(Entries pointing to named objects)

start

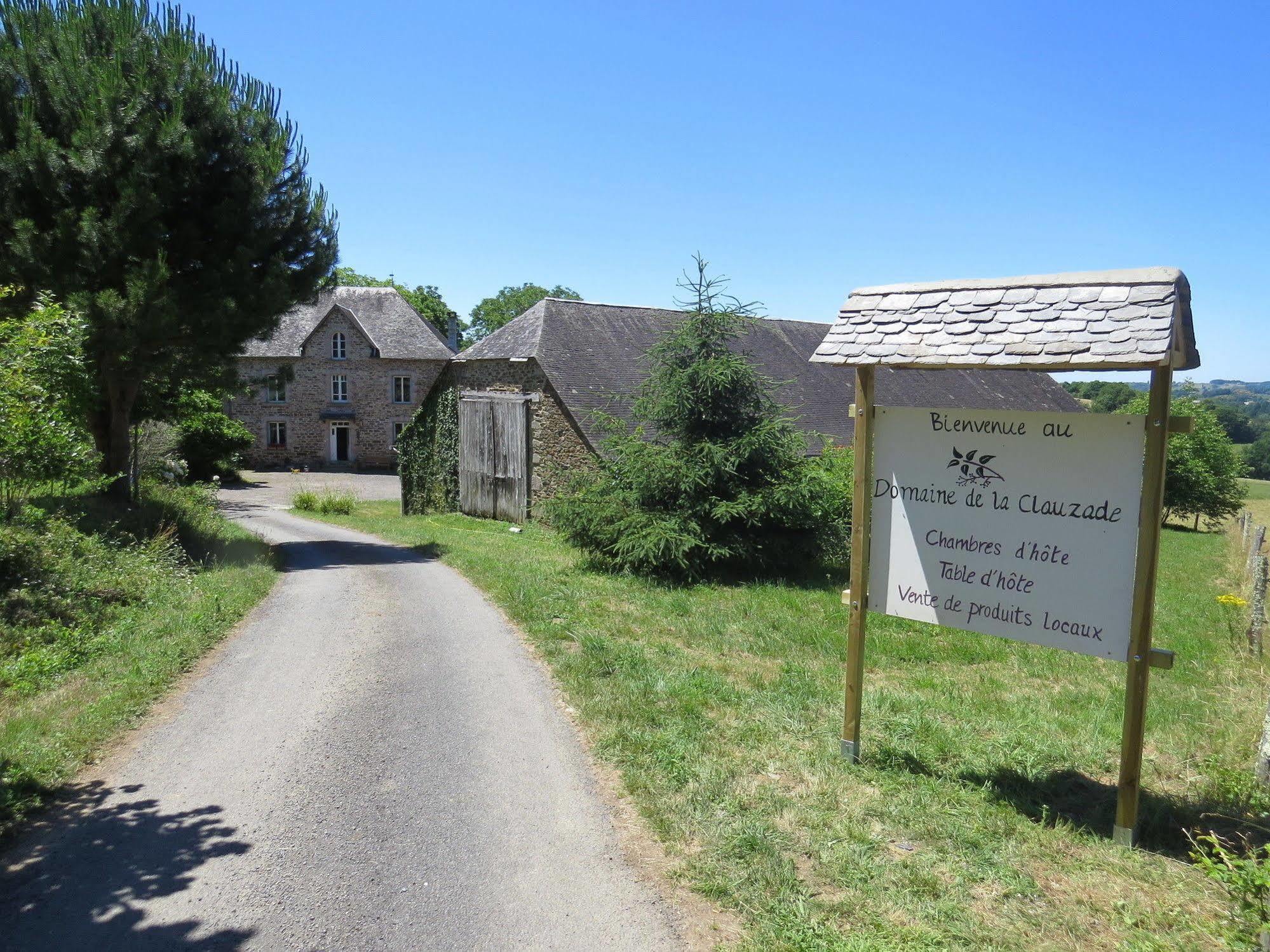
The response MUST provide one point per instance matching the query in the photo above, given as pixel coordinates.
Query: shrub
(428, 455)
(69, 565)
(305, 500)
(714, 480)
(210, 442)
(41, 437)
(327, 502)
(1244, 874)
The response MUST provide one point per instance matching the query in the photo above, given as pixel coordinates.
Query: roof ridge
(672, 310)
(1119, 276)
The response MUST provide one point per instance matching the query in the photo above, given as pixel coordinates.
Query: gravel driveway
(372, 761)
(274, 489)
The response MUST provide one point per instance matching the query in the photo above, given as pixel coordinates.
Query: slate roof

end

Please retype the lines above exactly, leaving out the pictures.

The response MUST provide one point per instance matching the query in the photo above, given as pixel coordinates.
Query: shrub
(428, 455)
(69, 565)
(305, 500)
(714, 480)
(210, 442)
(41, 437)
(327, 502)
(1244, 874)
The response MUST provide one point per instance matching the query in the photo above, given as pixel coordinates.
Query: roof ridge
(672, 310)
(1119, 276)
The response MUST provide one point per instance matching the query in the photo above, given as pixel coordinates.
Query: gravel driveway
(372, 761)
(274, 489)
The response MUST provide one point per instance matching the query in the photo above, given as pixel coordinates.
Query: slate roof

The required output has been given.